=== What is asked ===
Gather each line of the records that contains the word "Target", and copy those lines out. Case counts.

=== Available records ===
-- Begin --
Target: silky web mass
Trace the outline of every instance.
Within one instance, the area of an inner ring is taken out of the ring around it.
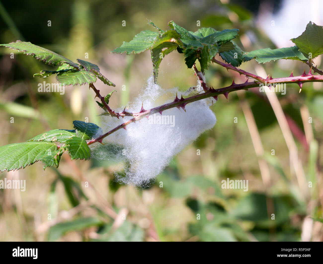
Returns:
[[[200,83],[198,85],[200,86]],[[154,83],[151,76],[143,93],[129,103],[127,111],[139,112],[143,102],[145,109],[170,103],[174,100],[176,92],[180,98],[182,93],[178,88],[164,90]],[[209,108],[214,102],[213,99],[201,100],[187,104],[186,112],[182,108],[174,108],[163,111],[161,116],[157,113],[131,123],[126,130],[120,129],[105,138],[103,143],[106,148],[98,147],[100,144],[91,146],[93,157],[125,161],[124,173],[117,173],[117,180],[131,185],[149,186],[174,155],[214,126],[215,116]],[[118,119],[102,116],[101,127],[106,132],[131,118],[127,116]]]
-- End --
-- Begin --
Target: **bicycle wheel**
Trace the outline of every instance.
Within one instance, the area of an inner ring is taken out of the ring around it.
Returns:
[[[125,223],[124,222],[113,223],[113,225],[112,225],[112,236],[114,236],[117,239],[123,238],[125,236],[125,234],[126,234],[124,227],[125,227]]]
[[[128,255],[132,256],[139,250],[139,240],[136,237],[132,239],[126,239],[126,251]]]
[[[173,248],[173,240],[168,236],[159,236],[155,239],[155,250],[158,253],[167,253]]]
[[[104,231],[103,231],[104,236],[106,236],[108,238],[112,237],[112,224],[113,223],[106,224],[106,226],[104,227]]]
-- End --
=== The reply ===
Target: silky web mass
Target: **bicycle wheel**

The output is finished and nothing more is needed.